§ ZU ERLEDIGENDE AUFGABEN:
**A)** In welchem Jahr war laut dem Auszug über Reparaturen am Leopard das Kabel im Hauptzielfernrohr kaputt?
**B)** Schreibe den Auszug über Reparaturen am Leopard im Anschluss an seinen letzten Satz weiter.

§ AUSZUG:

:::

Wenn beim Leo das Kabel im HZF (Hauptzielfernrohr) kaputt ist, dann repariest du ohne Ersatzzteil garnichts. Ist mir mal 2005 passiert, der Bock wurde dann als Ersatzteillager für andere Panzer genutzt. Das Ding ist so voller Elektronik (und ich bin noch A4 gefahren, da war vieles hydraulisch was ab A5 elektrisch wurde), wenn die kaputt geht tauscht du nur noch aus, aber dass da einer fummelt kannst du vergessen. 
Mechanische Teile selbst bearbeiten? Wenn so ein Zahnkranz beim Leo an der Verschleißgrenze ist, dann machst du daran auch nix. Geht nicht dem wieder Stahl zuzuführen, der muss gewechselt werden. Haste dann keinen neuen im Lager, dann ist Ende. Gut, im Krieg würde man sicherlich den ein oder anderen Verschleißpunkt etwas freier auslegen, aber im Friedensbetrieb ist das einfach nur gefährlich. Und nachfertigen? Teile die mehrere dutzend Kilo wiegen und aus Panzerstahl sind? Sorry, aber das geht ein kleinwenig über die Fähigkeiten der BW hinnaus.
In meiner Dienstzeit in der Panzertruppe hatten wir extrem viel selbst repariert, oftmals behelfsmäßig wenn es auf Übungsplätzen notwendig war, aber gibts klare Grenzen wo das einfach nicht möglich ist. Die Truppe macht eine Menge möglich, irgendwann ist aber einfach Schluss.

:::

§ BEREITGESTELLTE ANGABEN:
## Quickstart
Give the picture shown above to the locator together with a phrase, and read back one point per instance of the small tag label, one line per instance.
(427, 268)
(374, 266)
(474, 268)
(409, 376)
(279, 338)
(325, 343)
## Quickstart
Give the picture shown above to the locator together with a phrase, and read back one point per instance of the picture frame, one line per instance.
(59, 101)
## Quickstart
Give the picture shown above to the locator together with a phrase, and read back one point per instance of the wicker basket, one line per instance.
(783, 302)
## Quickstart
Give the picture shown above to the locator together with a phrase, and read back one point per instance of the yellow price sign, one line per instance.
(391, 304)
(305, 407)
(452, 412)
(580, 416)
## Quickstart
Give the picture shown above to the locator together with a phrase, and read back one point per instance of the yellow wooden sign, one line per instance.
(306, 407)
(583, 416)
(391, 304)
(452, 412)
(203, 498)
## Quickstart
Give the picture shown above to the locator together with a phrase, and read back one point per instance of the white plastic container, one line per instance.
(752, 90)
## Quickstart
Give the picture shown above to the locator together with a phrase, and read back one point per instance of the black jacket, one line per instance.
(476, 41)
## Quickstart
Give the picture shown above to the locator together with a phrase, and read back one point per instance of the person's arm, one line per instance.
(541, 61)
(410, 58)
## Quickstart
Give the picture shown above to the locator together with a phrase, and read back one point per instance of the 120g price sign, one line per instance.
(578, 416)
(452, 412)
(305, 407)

:::

§ LISTE DER ANTWORTEN:
**A)** Im Jahr 2005.

**B)**
ruyven_macaran schrieb:


> Stattdessen höre ich in den Nachrichten, dass selbst Gewehre nicht einsatzbereit sind und teuer neubeschafft werden sollen. Was bitte schön kann an einem Gewehr kaputt gehen, dass man es komplett austauschen soll? Lauf in Friedenszeiten kaputtgeballert?? Wir haben genug Probleme mit Nazis, die WW2 Antiquitäten einsatzbereit halten, aber die Bundeswehr arbeitet nach dem Apple-Prinzip.




Der Lauf (oder das Rohr...). Lauf tauschen oder neu kaufen sollte beim G36 aufgrund der Bauart auf dasselbe rauskommen.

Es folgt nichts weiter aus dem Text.